Your instructions >>
Only the lines from the one with "query | spot the tree branch" onward are wanted, through the last line of the entries, set down exactly.

Records from a collection:
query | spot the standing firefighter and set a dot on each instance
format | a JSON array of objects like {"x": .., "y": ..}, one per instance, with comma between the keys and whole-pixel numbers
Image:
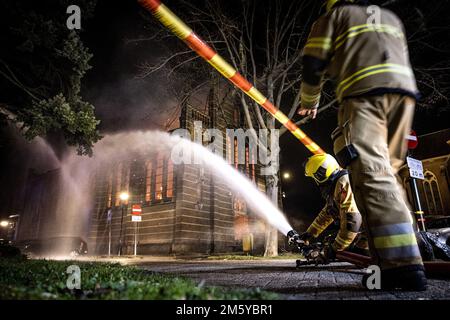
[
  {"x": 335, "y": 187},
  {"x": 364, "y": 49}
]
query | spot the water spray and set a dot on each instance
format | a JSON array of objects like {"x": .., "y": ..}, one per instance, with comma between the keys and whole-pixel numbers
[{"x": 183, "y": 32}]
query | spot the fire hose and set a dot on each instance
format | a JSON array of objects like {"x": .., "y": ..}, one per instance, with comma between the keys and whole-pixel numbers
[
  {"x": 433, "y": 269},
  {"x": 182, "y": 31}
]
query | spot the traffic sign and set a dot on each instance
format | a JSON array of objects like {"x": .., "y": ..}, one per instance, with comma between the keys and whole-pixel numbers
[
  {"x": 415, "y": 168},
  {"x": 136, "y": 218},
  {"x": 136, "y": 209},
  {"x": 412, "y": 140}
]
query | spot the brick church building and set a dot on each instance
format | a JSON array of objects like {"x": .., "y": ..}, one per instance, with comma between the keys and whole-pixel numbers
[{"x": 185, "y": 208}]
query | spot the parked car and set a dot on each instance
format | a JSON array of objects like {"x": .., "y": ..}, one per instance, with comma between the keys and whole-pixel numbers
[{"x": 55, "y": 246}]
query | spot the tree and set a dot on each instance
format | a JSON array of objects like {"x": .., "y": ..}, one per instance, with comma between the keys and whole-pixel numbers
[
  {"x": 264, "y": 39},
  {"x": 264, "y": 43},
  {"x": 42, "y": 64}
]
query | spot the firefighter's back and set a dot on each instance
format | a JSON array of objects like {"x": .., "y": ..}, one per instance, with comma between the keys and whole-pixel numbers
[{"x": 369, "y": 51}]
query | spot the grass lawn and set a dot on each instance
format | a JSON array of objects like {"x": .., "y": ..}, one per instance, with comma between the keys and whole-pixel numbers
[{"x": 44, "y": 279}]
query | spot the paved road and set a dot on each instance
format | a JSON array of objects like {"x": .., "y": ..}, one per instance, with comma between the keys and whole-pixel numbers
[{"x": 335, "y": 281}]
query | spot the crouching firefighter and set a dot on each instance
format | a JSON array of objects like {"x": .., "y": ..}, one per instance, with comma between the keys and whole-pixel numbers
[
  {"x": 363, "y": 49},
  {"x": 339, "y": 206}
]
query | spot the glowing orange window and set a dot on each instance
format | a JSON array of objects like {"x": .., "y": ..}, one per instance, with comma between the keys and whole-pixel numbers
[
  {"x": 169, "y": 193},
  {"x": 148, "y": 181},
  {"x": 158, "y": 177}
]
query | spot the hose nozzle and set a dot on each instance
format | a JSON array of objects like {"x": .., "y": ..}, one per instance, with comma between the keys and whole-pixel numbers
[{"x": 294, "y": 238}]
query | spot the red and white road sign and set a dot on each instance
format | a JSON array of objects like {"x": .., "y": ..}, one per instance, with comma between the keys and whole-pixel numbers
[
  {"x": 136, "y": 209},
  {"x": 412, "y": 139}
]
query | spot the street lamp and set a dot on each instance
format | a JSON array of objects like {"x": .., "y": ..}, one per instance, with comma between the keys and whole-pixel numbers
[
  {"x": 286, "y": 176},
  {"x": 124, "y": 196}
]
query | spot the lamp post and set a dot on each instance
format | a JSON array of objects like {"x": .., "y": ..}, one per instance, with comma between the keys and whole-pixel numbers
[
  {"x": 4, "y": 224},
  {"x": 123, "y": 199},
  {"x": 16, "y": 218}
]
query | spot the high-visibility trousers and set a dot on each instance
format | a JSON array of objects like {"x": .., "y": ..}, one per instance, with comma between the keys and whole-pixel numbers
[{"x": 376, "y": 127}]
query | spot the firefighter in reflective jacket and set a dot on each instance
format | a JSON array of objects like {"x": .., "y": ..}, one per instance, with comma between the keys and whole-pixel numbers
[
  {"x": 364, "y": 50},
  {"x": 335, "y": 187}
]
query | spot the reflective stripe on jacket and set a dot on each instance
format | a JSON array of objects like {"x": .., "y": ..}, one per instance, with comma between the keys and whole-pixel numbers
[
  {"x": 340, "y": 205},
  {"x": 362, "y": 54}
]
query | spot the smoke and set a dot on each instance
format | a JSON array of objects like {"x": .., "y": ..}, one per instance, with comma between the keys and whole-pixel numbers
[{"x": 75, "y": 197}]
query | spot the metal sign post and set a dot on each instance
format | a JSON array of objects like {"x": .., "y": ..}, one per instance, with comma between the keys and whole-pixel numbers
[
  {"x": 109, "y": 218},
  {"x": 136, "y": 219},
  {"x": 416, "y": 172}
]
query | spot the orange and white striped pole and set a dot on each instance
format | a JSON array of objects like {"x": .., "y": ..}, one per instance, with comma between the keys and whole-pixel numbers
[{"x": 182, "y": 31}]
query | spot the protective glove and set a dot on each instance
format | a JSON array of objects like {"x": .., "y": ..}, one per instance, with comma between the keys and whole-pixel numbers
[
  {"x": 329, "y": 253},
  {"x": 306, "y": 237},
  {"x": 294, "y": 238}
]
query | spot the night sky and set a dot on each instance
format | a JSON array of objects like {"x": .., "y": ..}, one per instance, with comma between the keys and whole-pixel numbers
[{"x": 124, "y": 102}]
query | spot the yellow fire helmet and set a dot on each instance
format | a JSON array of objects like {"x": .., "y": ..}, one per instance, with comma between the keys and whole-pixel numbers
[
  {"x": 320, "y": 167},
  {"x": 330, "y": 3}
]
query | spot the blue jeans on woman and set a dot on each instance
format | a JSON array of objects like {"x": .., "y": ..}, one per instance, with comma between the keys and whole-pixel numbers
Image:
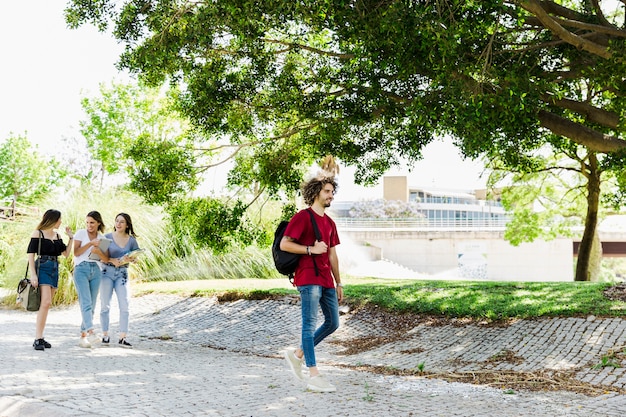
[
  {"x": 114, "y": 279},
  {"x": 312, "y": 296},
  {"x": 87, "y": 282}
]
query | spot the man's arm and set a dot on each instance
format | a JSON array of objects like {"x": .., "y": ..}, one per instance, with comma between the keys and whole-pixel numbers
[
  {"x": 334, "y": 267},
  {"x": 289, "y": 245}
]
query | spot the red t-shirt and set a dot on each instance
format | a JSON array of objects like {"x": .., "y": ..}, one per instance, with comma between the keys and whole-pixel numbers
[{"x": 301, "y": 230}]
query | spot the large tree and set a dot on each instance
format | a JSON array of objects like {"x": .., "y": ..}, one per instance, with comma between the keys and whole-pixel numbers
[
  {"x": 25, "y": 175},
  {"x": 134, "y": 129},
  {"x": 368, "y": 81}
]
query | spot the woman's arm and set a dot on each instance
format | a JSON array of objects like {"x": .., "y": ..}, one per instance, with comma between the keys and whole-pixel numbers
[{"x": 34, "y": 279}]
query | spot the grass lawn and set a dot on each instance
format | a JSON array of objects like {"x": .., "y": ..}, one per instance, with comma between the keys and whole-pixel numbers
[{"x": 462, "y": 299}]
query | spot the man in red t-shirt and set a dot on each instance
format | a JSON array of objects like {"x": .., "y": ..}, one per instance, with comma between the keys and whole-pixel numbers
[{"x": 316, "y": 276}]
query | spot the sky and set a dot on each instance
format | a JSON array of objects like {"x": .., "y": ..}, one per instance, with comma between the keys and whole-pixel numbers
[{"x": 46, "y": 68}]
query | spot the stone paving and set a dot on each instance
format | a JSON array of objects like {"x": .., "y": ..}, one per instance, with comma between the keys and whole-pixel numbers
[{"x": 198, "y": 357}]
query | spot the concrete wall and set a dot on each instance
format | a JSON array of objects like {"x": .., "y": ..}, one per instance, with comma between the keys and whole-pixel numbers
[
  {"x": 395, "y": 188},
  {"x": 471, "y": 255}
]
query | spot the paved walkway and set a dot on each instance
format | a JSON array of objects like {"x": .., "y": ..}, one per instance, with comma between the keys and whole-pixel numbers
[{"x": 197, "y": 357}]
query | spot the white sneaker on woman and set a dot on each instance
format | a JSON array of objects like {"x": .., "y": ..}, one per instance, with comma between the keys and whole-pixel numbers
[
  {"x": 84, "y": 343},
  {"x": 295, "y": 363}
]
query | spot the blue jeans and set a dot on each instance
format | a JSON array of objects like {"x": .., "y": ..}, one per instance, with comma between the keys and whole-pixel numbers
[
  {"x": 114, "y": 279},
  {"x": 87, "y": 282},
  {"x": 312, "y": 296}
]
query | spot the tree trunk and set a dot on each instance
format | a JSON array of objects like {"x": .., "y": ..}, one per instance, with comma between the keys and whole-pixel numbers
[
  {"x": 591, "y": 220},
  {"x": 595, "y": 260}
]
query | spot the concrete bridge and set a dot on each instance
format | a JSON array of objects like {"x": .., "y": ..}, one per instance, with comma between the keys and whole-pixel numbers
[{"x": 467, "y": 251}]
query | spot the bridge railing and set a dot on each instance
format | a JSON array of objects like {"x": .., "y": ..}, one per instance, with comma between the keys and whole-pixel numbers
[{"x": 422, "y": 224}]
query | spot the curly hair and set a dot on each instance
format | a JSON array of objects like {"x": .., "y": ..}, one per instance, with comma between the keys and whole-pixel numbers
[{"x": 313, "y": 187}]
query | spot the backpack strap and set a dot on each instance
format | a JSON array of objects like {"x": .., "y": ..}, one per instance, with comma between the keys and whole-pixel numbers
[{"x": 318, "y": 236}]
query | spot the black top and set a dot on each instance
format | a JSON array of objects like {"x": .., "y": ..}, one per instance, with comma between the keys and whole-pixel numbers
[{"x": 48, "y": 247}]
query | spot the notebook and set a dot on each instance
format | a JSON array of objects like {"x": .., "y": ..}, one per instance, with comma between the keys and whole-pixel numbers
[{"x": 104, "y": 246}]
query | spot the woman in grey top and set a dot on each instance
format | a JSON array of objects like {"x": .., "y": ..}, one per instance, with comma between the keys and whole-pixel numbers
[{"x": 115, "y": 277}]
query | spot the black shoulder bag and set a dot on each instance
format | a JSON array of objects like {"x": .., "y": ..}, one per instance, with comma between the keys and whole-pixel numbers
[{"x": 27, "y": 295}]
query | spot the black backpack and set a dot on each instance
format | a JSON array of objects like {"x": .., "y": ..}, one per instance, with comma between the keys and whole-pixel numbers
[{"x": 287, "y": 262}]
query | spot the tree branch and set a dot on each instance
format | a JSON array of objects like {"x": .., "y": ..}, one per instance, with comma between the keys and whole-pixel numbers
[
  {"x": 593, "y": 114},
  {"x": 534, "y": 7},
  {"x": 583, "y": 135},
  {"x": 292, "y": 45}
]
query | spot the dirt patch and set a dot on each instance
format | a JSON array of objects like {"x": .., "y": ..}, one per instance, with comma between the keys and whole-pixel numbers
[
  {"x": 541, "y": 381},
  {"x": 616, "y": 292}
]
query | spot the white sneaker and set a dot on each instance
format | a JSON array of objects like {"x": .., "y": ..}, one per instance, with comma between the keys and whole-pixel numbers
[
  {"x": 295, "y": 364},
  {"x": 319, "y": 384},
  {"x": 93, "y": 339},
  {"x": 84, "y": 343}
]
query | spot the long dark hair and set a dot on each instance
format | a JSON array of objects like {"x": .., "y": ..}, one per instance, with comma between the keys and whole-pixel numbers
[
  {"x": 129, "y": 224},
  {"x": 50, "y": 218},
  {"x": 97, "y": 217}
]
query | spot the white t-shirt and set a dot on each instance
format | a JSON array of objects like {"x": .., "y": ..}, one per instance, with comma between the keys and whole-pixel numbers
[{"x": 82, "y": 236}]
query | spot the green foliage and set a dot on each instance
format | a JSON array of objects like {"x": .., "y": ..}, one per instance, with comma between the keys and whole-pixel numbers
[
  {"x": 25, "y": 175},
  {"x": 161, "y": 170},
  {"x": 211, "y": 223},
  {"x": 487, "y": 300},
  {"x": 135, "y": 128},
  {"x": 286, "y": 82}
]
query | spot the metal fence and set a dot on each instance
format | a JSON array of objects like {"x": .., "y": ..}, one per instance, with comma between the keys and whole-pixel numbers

Answer to this problem >>
query | spot the tree branch and set a dot on each instance
format | a JSON array of objects like {"x": .., "y": ..}, one per instance, with comma between the keys and whole-pixel numbers
[
  {"x": 593, "y": 114},
  {"x": 534, "y": 7},
  {"x": 583, "y": 135},
  {"x": 292, "y": 45}
]
query | spot the dirt patch and set a dot on each instance
format | a JSON array of objects like {"x": .., "y": ..}, one per instance, with comma between the keys and whole-pixel numbers
[
  {"x": 541, "y": 381},
  {"x": 616, "y": 292}
]
query | spot the white sneaker and set a dot on each instance
format | a JSON array of objects like {"x": .., "y": ..}, one per instance, with comma between the keys and whole-pixel numbers
[
  {"x": 295, "y": 364},
  {"x": 319, "y": 384},
  {"x": 93, "y": 339},
  {"x": 84, "y": 343}
]
query | spot the long dark hair and set a dot on each instance
format | a JSON array of objects like {"x": .., "y": ..}, one per instance, with comma between the keys and whole-pixel numbers
[
  {"x": 129, "y": 224},
  {"x": 50, "y": 218},
  {"x": 97, "y": 217}
]
query | spot the white t-shirt and set a dot on each instance
format | a JSON array of objects like {"x": .., "y": ..}, one per instance, with comma between the keys and whole-pixel numbers
[{"x": 82, "y": 236}]
query | spot the green foliage and set a dot on each instance
format | a JSON array of objects like {"x": .., "y": ..}, one per instance, with comma between the keys and whole-pixel numbers
[
  {"x": 25, "y": 175},
  {"x": 161, "y": 170},
  {"x": 211, "y": 223},
  {"x": 487, "y": 300},
  {"x": 135, "y": 128},
  {"x": 286, "y": 82}
]
query | spot the metal fence and set a dot on each instance
format | a JSON array of objects like {"x": .., "y": ..}, one per instance, with comma between the keys and whole-pixel numbers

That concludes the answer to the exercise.